Copy the stretch from the start of the items through the line containing "[[29,92],[28,94],[28,98],[32,99],[35,96],[34,92]]" word for word.

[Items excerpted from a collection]

[Begin]

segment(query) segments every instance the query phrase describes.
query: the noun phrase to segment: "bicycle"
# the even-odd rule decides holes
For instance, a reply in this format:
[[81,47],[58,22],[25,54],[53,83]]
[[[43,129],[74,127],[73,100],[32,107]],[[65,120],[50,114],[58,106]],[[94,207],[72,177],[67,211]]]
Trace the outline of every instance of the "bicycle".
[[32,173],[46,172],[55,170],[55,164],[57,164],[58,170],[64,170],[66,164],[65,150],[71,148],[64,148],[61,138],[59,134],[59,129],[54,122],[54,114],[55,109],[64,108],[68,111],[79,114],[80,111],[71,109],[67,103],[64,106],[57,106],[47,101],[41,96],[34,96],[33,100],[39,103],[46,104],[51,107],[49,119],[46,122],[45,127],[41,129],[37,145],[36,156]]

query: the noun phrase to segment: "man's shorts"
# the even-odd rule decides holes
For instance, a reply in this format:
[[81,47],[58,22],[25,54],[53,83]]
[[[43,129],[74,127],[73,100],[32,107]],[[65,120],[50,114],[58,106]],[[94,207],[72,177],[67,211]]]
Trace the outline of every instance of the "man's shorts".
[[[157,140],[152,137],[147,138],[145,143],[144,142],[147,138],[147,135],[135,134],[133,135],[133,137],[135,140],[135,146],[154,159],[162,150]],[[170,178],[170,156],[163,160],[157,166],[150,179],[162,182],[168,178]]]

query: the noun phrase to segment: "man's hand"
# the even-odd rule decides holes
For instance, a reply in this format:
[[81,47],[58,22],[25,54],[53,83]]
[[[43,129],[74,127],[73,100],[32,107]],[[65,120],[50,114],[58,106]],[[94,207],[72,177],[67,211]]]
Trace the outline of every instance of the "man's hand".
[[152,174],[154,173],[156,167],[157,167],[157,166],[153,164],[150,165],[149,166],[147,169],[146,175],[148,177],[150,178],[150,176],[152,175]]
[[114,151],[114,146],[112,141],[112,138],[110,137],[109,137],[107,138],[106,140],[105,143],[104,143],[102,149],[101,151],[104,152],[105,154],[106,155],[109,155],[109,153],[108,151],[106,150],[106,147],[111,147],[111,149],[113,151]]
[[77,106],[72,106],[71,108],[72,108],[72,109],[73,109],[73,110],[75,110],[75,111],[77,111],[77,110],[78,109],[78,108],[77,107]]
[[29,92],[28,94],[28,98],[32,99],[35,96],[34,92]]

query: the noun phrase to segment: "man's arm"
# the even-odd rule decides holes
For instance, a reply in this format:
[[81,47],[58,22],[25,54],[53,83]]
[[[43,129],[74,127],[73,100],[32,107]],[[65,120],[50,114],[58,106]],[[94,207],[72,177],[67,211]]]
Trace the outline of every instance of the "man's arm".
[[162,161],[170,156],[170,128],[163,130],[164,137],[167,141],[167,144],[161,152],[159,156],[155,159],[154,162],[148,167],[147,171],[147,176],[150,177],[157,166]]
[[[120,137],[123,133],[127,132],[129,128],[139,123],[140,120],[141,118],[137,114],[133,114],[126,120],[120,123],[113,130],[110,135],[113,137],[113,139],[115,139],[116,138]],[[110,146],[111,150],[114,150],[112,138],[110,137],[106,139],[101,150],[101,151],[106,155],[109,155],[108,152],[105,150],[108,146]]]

[End]

◆ **Exercise answer**
segment(query) segments every instance the query phrase describes.
query: the noun phrase to segment: "bicycle"
# the even-odd rule decides holes
For instance, a reply in this format:
[[81,47],[58,22],[25,54],[53,83]]
[[[43,129],[74,127],[73,100],[32,107]],[[65,120],[50,114],[58,106]],[[94,207],[72,177],[67,211]]]
Trace the outline of every instance of the "bicycle".
[[32,173],[46,172],[55,170],[55,164],[57,164],[58,170],[64,170],[66,164],[65,150],[71,148],[64,148],[61,138],[59,134],[59,129],[54,122],[54,114],[55,109],[64,108],[68,111],[79,114],[80,111],[71,109],[67,103],[64,106],[57,106],[47,101],[41,96],[34,96],[33,100],[39,103],[46,104],[51,107],[49,119],[46,122],[45,127],[41,129],[37,145],[36,156]]

query: the noun phrase to segment: "man's shorts"
# the even-odd rule decides holes
For instance, a reply in this format:
[[81,47],[58,22],[25,54],[53,83]]
[[[43,129],[74,127],[73,100],[32,107]],[[65,120],[50,114],[58,106]],[[94,207],[72,177],[67,211]]]
Trace the outline of every instance of the "man's shorts".
[[[157,140],[152,137],[147,138],[145,143],[144,142],[147,138],[147,135],[135,134],[133,135],[133,137],[135,140],[135,146],[154,159],[162,150]],[[170,178],[170,156],[163,160],[157,166],[150,179],[162,182],[168,178]]]

query: the noun phrase to segment: "man's hand"
# the even-odd rule decides holes
For instance, a reply in this format:
[[81,47],[58,22],[25,54],[53,83]]
[[[43,129],[74,127],[73,100],[32,107]],[[65,120],[50,114],[58,106]],[[94,207],[72,177],[67,211]]]
Trace the outline of every instance of the "man's hand".
[[152,174],[154,173],[156,167],[157,167],[157,166],[153,164],[150,165],[149,166],[147,169],[146,175],[148,177],[150,178],[150,176],[152,175]]
[[114,151],[114,146],[112,141],[112,138],[110,137],[109,137],[107,138],[106,140],[105,143],[104,143],[102,149],[101,151],[104,152],[105,154],[106,155],[109,155],[109,153],[108,151],[106,150],[106,147],[111,147],[111,149],[113,151]]
[[77,106],[72,106],[71,108],[72,108],[72,109],[73,109],[73,110],[75,110],[75,111],[77,111],[77,110],[78,109],[78,108],[77,107]]
[[29,92],[28,94],[28,98],[32,99],[35,96],[34,92]]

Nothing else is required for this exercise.